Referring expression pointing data

<<<<

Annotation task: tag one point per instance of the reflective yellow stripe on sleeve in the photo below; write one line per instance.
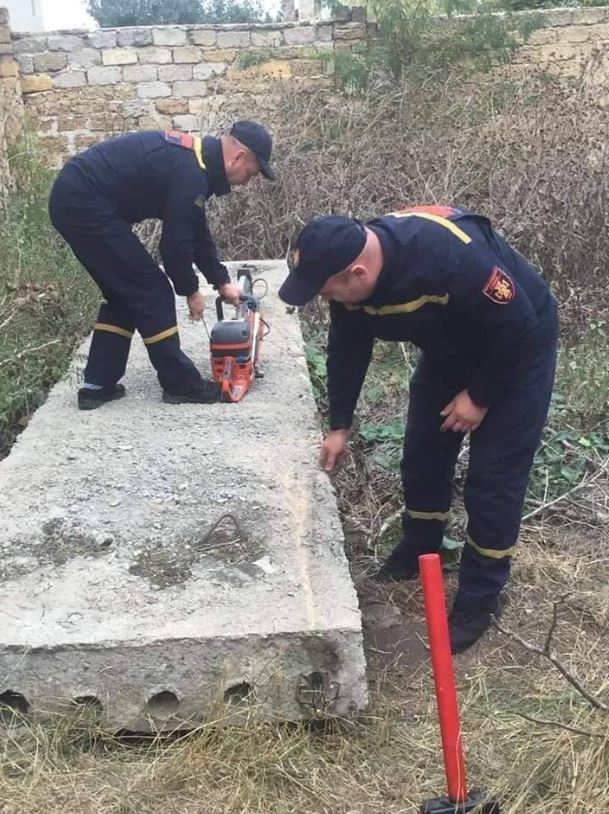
(427, 515)
(447, 224)
(493, 553)
(151, 340)
(113, 329)
(198, 148)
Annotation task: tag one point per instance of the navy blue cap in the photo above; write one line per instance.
(258, 139)
(327, 245)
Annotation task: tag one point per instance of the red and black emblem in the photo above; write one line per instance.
(499, 287)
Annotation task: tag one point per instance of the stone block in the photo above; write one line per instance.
(134, 36)
(350, 31)
(119, 56)
(203, 36)
(219, 55)
(106, 75)
(102, 39)
(8, 69)
(307, 67)
(153, 122)
(543, 36)
(323, 32)
(30, 45)
(170, 107)
(153, 90)
(274, 69)
(36, 83)
(70, 79)
(64, 42)
(81, 142)
(169, 36)
(171, 73)
(234, 39)
(140, 73)
(26, 63)
(138, 107)
(67, 123)
(192, 88)
(576, 33)
(52, 145)
(188, 123)
(302, 35)
(84, 58)
(589, 16)
(43, 63)
(188, 53)
(157, 56)
(206, 70)
(267, 39)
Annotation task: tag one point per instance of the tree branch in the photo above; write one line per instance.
(547, 653)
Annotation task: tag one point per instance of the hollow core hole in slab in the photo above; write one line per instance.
(90, 703)
(12, 704)
(239, 693)
(163, 705)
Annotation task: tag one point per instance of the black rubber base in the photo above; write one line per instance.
(478, 801)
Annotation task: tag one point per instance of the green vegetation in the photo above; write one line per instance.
(118, 13)
(46, 299)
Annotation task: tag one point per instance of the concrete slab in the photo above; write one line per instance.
(112, 588)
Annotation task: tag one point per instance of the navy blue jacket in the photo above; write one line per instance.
(152, 174)
(454, 288)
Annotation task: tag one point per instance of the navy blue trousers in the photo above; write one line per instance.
(138, 294)
(501, 455)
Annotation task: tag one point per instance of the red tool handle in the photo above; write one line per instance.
(441, 659)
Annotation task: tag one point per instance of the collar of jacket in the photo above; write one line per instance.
(391, 255)
(214, 164)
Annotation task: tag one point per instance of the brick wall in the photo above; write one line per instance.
(80, 86)
(11, 105)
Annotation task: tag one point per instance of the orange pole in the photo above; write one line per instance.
(444, 678)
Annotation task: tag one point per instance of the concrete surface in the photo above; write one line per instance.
(113, 590)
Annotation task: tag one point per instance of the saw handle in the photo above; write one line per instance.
(220, 305)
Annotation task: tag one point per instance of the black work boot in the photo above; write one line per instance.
(400, 565)
(467, 623)
(196, 391)
(90, 399)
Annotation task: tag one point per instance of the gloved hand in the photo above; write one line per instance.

>>>>

▸ WORK TASK: Give the entries above again, exactly as written and free of images.

▸ RESPONSE AREA:
Annotation task: tag one point per instance of the reflective yellow stripe on sleeve in the photo below; write one line per instance.
(427, 515)
(447, 224)
(493, 553)
(151, 340)
(113, 329)
(198, 148)
Annotation task: tag one point per instance of the navy blue cap in the photo above; write one line per instance.
(258, 139)
(327, 245)
Annotation task: tag one point per instance of the red and black emblem in the photo above; write one line per instance.
(499, 287)
Annotation task: tag one point per instance of the stone block in the photo above; write one line per instance.
(134, 36)
(350, 31)
(119, 56)
(203, 36)
(219, 55)
(106, 75)
(102, 39)
(8, 69)
(307, 67)
(153, 122)
(543, 36)
(323, 32)
(30, 45)
(170, 107)
(153, 90)
(274, 69)
(36, 83)
(70, 79)
(64, 42)
(81, 142)
(169, 36)
(171, 73)
(234, 39)
(140, 73)
(26, 63)
(138, 107)
(67, 123)
(192, 88)
(576, 33)
(52, 145)
(188, 123)
(302, 35)
(84, 58)
(589, 16)
(43, 63)
(188, 53)
(157, 56)
(206, 70)
(267, 39)
Annotation task: tag one point per instance of the tree branch in the photo above; write one line per instance.
(547, 653)
Annotation task: tag one point per instance of the hollow core hole in slab in the photo above; write one line per instance.
(90, 703)
(12, 704)
(239, 693)
(163, 705)
Annotation task: tag one point per instance of the black rubber base in the photo above; write one line per instance.
(478, 801)
Annotation task: tag one point per instance of the green vegetation in the photo above; write one line per instance.
(118, 13)
(46, 299)
Annotation task: tag one point per instance of the concrete slab in the photo above; write one line per instance.
(112, 588)
Annotation task: tag one point per instance of the navy blue jacket in the photo above; write one line per instance.
(152, 174)
(454, 288)
Annotation task: tag one point per instance of the navy blue trousers in the photo above; write one line per instance.
(138, 294)
(501, 455)
Annotation task: tag one point per instance of the red tool handle in the photo above; write one line per instance.
(441, 659)
Annotation task: tag one point per instance of the collar of jacket in the photo above; write one line per instance.
(391, 255)
(214, 164)
Annotation task: tag one point per instance of the brick wall in the photo above; write one line per instance.
(80, 86)
(11, 105)
Annotation task: tag one point per instance of the orange pole in the photo above; write one line per instance.
(444, 678)
Annotation task: tag one point per instance of the concrete surface in the photo above; write one line per instance.
(113, 590)
Annotation task: tag one point per instance of the saw handle in the photo above; write one line per instance.
(220, 305)
Annotation task: tag one point per instance of the black work boot in the photo above; write one line per instance.
(400, 565)
(467, 623)
(196, 391)
(90, 399)
Annotation task: tag one point per instance of the gloved hand in the photo above; write one line per instance.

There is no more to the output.